- Exercise objective
Copy out the items below word for word, starting at the line with "outline bed headboard" and ending with the line with "180), (56, 172)]", both lines included.

-- Start Record excerpts --

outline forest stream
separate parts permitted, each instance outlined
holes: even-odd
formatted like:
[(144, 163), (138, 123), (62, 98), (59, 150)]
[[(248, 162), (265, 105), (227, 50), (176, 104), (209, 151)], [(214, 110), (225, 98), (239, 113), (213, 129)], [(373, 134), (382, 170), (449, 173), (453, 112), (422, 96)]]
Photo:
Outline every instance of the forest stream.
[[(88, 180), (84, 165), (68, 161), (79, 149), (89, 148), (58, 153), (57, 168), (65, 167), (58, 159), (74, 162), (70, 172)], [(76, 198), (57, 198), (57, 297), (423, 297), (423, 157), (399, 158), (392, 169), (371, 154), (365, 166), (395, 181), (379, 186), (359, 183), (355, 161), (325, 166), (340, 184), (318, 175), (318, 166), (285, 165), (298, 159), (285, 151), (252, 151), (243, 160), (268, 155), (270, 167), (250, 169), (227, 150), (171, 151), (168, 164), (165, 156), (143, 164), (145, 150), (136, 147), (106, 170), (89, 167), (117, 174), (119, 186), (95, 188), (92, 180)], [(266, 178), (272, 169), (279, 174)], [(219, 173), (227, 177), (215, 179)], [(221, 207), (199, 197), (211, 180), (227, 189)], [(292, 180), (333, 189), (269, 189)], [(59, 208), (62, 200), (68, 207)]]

-- End Record excerpts --
-- Start Record excerpts --

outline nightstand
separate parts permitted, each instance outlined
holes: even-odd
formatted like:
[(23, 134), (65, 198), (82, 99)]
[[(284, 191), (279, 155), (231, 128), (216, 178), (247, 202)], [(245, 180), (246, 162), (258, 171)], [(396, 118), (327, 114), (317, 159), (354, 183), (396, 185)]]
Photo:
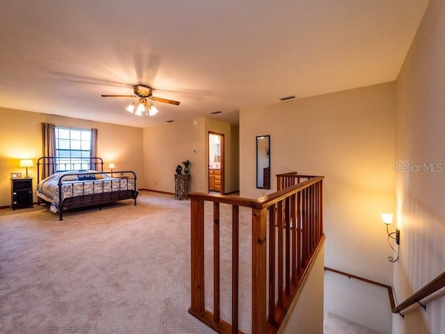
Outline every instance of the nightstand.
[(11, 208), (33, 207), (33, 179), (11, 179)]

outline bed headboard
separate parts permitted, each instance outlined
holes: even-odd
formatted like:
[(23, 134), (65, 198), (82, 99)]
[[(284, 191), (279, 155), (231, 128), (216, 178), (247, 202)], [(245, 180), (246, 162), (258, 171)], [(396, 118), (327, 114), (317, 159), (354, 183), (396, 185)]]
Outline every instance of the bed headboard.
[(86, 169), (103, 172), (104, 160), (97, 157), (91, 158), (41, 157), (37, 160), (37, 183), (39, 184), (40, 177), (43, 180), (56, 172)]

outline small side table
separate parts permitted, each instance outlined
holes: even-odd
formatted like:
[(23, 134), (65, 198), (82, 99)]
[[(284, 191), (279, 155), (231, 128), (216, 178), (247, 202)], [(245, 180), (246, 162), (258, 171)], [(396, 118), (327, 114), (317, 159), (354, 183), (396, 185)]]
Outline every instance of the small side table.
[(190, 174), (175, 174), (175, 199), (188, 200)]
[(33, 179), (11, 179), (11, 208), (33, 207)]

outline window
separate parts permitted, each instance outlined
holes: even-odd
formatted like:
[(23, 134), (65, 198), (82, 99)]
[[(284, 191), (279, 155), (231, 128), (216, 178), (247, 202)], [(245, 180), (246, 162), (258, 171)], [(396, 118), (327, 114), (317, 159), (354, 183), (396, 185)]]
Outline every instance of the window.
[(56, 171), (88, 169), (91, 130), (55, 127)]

-- End Record excerpts --

- The solution
outline bed headboard
separate parts permitted, each instance outlined
holes: even-odd
formatted like:
[(23, 134), (65, 198), (82, 99)]
[[(284, 191), (279, 155), (231, 128), (216, 178), (247, 202)], [(245, 180), (246, 162), (258, 171)], [(396, 118), (327, 114), (317, 159), (354, 183), (396, 185)]]
Outline every instance of the bed headboard.
[(86, 169), (103, 172), (104, 160), (97, 157), (91, 158), (41, 157), (37, 160), (37, 183), (39, 184), (40, 177), (43, 180), (56, 172)]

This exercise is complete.